> [Objective]:
In the listing below, find the line containing "one marker per instance, written like [143,293]". Write out that line and every line after it to the end, exactly and only those.

> [Records of labeled points]:
%%
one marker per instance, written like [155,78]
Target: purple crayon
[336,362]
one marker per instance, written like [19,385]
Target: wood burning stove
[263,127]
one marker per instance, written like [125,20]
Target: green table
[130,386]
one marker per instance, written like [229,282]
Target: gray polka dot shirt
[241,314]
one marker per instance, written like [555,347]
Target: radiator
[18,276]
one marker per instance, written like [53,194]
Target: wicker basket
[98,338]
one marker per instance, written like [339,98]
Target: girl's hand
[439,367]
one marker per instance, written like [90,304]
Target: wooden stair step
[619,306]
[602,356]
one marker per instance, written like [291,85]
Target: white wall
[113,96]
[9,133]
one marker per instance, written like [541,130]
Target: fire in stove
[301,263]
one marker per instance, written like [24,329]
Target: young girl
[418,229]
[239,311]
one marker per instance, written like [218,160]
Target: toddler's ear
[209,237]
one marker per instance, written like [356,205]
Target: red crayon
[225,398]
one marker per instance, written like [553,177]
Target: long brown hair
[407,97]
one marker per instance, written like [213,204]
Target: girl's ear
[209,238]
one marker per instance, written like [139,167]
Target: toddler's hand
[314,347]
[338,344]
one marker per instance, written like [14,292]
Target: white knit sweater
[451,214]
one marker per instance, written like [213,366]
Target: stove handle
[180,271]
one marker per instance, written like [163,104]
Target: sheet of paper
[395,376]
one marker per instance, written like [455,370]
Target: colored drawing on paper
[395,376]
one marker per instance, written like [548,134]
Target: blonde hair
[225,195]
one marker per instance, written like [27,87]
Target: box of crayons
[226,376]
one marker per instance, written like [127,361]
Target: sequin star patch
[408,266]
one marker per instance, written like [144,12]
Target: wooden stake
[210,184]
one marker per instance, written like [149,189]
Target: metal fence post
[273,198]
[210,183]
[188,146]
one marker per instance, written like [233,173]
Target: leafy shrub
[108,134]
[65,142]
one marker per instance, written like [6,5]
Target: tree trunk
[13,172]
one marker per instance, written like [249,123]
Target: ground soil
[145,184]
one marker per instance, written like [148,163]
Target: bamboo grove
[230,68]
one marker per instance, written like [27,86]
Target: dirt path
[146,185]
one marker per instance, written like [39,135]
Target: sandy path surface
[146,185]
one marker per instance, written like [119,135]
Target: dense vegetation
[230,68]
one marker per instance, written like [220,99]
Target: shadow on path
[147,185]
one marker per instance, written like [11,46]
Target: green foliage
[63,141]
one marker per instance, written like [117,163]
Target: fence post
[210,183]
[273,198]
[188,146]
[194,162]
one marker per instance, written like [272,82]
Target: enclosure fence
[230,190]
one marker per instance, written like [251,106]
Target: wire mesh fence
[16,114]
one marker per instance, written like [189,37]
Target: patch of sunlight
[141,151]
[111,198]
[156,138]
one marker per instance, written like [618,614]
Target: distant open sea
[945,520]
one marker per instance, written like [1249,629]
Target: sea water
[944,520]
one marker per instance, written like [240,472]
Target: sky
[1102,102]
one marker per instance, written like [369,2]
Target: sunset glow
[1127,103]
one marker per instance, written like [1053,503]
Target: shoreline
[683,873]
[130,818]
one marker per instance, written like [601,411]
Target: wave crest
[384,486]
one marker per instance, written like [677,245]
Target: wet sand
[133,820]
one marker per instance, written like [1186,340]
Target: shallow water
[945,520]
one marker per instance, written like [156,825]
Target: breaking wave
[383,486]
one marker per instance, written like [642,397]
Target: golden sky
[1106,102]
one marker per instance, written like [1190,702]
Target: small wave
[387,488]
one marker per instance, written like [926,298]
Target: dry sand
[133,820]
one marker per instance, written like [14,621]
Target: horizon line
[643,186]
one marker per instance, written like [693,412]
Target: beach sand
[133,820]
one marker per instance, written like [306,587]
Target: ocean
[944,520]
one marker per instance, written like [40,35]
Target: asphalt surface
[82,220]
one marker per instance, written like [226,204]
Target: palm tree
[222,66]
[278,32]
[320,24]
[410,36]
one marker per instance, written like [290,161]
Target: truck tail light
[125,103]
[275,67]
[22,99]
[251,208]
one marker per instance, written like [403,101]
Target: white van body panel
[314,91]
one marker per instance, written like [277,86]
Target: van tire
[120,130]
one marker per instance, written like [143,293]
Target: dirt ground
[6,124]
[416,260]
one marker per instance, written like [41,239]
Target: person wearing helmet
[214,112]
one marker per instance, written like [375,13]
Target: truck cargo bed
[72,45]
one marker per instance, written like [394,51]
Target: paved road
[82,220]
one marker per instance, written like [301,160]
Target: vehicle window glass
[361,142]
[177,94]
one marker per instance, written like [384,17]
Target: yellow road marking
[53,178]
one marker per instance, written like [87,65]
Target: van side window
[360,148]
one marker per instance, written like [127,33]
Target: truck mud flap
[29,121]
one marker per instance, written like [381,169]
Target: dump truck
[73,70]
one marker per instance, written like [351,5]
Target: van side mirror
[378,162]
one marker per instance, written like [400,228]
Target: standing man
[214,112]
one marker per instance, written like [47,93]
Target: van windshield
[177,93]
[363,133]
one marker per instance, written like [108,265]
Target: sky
%%
> [Solution]:
one marker per instance, written like [143,293]
Target: dirt ground
[6,124]
[416,260]
one marker per instance, written like [41,239]
Target: person wearing helmet
[214,112]
one marker per instance, written like [375,13]
Target: truck cargo bed
[72,45]
one marker per instance, written like [394,51]
Target: paved road
[82,220]
one marker per instance, written like [301,160]
Target: vehicle window glass
[361,142]
[177,94]
one marker per instance, written like [384,17]
Target: yellow road marking
[53,178]
one marker per instance, written like [87,65]
Target: van side window
[360,148]
one marker per instance, written like [127,33]
Target: truck mud flap
[29,121]
one marker per instance, written like [381,169]
Target: dump truck
[73,70]
one marker per instance, written like [351,5]
Target: van side mirror
[378,162]
one marker per instance, written like [400,228]
Target: standing man
[214,112]
one marker per instance, written like [47,93]
Target: van windshield
[177,93]
[363,133]
one marker per instance, written like [108,265]
Target: sky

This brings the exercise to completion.